■ **TASKS TO COMPLETE**
(1) Summarize the text about MGM and Disney in two sentences.
(2) According to the text about MGM and Disney, on what date did the Disney-MGM Studios theme park open?

START GIVEN TEXT

Metro-Goldwyn-Mayer Studios, Inc. (abbreviated as MGM or M-G-M, also known as Metro-Goldwyn-Mayer Pictures, Metro-Goldwyn-Mayer, or Metro) is an American media company, involved primarily in the production and distribution of feature films and television programs. It is the current owner of United Artists.
In 1928, Walt Disney attempted to strike a distribution deal with Metro-Goldwyn-Mayer since he was having issues with Winkler Pictures and its head, Charles Mintz, over the then-Universal Pictures-owned Oswald the Lucky Rabbit short film series. He took Oswald the Lucky Rabbit film reels and showed them to Fred Quimby. Quimby turned down the offers Walt gave him and MGM.
Walt Disney Productions contracted out the production of three Silly Symphony shorts - "Merbabies", "Pipe Dreams", and "The Little Bantamweight" - to Harman-Ising Productions. Of the three, Disney only kept "Merbabies". The other two were released by MGM as part of their Happy Harmonies series.
Originally, Mickey Mouse was going to dance with Gene Kelly for "The Worry Song" segment in the 1945 film Anchors Aweigh. Some sources claim Walt Disney initially agreed to loan out Mickey, but Roy Disney rejected the deal. According to Bob Thomas's book on Roy Disney, the studio was in debt after World War II and they were focusing on trying to get their own films out on time. According to Roy, they had no business making cartoons for other people.
Theme park attractions
In 1985, Disney and Metro-Goldwyn-Mayer entered into a licensing contract that gave Disney worldwide rights to use the MGM name and logo for what would become Disney-MGM Studios, which included working production facilities for movies and television shows and a satellite animation studio, which began operation prior to the park's debut. In 1988, MGM/UA responded by filing a lawsuit that claimed Disney violated the agreement by operating a working movie and television studio at the resort. On May 1, 1989, the theme park opened adjacent to the production facilities, with MGM's only affiliation being the original licensing agreement that allowed Disney to use MGM's name and lion logo in marketing, and separate contracts that allowed specific MGM content to be used in The Great Movie Ride. When the park first opened, the only two attractions were the Studio Backlot Tour and The Great Movie Ride.

END GIVEN TEXT
START THE DATA

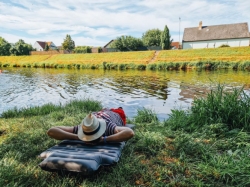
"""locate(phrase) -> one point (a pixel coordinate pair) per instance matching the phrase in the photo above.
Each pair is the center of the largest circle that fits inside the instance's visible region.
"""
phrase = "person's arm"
(120, 134)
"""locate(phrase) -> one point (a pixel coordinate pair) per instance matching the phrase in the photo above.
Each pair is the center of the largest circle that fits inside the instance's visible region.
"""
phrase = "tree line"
(152, 38)
(16, 49)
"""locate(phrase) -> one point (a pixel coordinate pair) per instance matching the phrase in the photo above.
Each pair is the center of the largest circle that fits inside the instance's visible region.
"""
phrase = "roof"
(216, 32)
(108, 43)
(175, 44)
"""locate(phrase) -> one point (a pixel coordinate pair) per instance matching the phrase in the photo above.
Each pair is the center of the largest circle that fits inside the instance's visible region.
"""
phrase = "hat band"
(93, 132)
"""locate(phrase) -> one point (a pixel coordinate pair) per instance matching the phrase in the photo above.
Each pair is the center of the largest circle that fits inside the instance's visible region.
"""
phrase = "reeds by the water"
(207, 145)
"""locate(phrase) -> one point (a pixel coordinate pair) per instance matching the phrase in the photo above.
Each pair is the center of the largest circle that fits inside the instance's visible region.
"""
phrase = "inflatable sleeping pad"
(76, 156)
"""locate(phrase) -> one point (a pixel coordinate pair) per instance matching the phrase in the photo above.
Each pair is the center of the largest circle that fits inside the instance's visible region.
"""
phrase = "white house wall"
(37, 47)
(216, 43)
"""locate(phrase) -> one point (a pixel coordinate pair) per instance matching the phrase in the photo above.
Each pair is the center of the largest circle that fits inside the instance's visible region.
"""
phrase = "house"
(175, 45)
(108, 44)
(234, 35)
(40, 46)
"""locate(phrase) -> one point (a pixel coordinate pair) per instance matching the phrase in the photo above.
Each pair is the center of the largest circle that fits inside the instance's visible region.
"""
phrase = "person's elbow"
(130, 133)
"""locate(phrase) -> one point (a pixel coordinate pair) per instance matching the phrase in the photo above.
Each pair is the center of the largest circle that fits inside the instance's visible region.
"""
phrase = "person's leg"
(62, 133)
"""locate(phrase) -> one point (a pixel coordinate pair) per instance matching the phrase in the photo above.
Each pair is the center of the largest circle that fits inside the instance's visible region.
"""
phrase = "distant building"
(40, 46)
(234, 35)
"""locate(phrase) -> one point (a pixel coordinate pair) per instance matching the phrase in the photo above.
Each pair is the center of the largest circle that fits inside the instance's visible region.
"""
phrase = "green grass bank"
(216, 58)
(207, 145)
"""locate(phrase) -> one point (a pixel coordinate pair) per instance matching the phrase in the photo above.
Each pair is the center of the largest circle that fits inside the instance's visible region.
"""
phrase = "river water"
(160, 91)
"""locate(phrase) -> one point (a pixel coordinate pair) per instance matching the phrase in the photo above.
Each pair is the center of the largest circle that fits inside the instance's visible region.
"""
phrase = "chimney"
(200, 25)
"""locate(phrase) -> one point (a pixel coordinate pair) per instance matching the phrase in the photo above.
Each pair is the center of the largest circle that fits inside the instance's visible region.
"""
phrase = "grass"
(204, 146)
(215, 58)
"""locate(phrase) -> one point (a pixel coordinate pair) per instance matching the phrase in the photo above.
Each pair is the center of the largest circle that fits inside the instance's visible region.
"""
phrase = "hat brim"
(95, 136)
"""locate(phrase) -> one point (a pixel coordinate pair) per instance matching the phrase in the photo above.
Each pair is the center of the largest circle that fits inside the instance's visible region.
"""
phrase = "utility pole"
(179, 32)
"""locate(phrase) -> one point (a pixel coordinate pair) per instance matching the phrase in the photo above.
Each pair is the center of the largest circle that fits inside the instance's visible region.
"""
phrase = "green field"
(205, 146)
(218, 58)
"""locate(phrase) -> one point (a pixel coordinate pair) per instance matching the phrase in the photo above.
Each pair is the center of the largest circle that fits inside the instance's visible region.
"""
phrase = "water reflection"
(158, 90)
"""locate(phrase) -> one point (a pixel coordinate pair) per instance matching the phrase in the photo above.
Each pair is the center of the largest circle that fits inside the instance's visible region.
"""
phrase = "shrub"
(224, 45)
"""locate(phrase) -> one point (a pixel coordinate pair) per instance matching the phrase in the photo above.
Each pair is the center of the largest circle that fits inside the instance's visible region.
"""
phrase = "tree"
(68, 43)
(127, 43)
(152, 37)
(4, 47)
(82, 49)
(165, 39)
(21, 48)
(46, 48)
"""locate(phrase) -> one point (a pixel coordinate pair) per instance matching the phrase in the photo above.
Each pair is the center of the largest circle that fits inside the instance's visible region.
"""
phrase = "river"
(160, 91)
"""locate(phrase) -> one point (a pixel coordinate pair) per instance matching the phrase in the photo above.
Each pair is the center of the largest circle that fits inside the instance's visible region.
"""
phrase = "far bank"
(217, 58)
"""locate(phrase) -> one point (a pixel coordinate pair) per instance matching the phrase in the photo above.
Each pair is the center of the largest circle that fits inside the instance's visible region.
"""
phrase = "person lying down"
(107, 125)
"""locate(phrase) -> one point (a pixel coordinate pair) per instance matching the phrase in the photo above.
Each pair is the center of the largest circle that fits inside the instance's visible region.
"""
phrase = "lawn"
(207, 145)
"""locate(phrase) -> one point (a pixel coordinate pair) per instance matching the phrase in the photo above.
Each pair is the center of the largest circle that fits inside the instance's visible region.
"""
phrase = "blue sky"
(96, 22)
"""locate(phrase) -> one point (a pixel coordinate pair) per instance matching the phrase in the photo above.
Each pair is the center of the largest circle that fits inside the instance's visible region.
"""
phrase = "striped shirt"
(112, 120)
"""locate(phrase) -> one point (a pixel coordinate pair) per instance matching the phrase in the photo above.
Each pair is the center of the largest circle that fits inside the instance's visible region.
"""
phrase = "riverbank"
(209, 145)
(217, 58)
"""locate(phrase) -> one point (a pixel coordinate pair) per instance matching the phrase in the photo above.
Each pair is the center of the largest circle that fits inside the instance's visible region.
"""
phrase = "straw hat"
(91, 128)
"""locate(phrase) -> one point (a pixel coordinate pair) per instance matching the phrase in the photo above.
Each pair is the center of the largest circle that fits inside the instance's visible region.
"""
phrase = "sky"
(96, 22)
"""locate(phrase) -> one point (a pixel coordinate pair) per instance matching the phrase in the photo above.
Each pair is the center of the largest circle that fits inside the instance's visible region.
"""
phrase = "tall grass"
(191, 148)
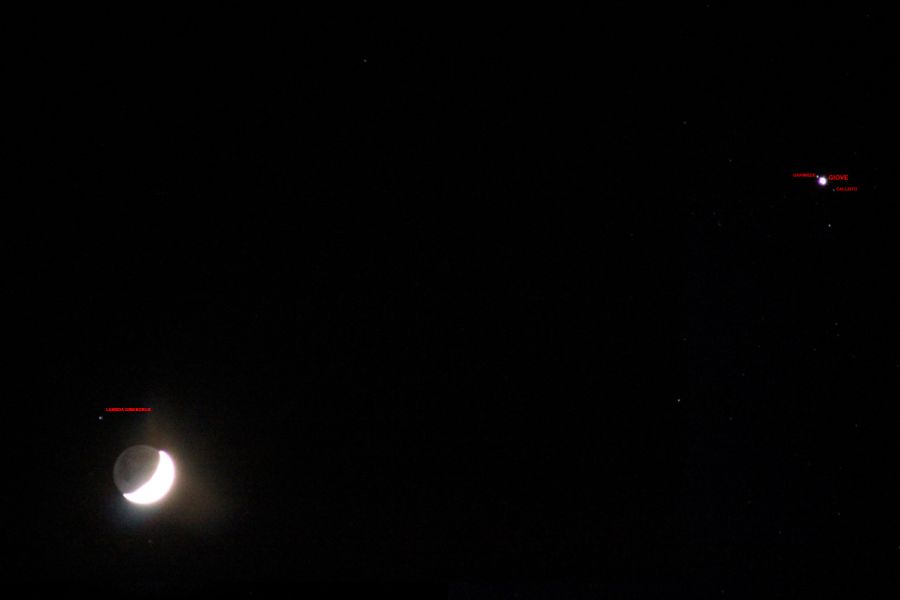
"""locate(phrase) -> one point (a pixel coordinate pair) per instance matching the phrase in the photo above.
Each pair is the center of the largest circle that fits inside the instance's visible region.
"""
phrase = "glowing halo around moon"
(158, 485)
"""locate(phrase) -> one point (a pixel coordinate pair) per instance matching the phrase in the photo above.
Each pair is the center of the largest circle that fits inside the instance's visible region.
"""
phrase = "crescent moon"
(158, 485)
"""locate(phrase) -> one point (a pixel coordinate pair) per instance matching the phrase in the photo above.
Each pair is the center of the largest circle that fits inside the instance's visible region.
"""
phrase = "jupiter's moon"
(144, 474)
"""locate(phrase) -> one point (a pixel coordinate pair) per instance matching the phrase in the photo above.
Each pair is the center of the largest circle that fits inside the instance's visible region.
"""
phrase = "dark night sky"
(531, 301)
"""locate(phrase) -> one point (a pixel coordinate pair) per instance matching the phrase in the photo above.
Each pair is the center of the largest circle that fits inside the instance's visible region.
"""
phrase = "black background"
(529, 299)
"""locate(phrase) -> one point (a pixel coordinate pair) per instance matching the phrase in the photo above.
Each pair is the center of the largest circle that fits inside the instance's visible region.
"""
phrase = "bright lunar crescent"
(144, 474)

END THE DATA

■ **ANSWERS**
(1) Metro-Goldwyn-Mayer is an American media company that mainly produces and distributes feature films and television programs, and it owns United Artists. Its history with Disney includes Fred Quimby turning down Walt Disney's offers in 1928, MGM releasing two shorts made for Disney by Harman-Ising Productions, and a 1985 licensing contract that let Disney use the MGM name and logo for Disney-MGM Studios, which MGM/UA challenged with a lawsuit in 1988.

(2) May 1, 1989.